| WHAT TO WORK ON |
The expected output is the complete listing, unchanged.

| INPUT |

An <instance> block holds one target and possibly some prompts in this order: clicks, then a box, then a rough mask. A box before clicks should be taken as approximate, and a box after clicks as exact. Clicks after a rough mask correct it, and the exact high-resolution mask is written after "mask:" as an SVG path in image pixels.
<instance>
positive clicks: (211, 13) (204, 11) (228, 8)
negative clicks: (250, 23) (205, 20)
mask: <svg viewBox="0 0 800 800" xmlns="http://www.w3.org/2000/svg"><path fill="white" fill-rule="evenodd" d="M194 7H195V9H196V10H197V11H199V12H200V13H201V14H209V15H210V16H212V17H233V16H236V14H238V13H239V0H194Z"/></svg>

| RESPONSE TO THIS EXERCISE |
An <instance> block holds one target and possibly some prompts in this order: clicks, then a box, then a rough mask. A box before clicks should be taken as approximate, and a box after clicks as exact. Clicks after a rough mask correct it, and the exact high-resolution mask is written after "mask:" as an SVG path in image pixels.
<instance>
positive clicks: (211, 13) (204, 11) (228, 8)
negative clicks: (250, 23) (205, 20)
mask: <svg viewBox="0 0 800 800" xmlns="http://www.w3.org/2000/svg"><path fill="white" fill-rule="evenodd" d="M194 7H195V9H196V10H197V11H199V12H200V13H201V14H209V15H210V16H212V17H233V16H236V14H238V13H239V0H194Z"/></svg>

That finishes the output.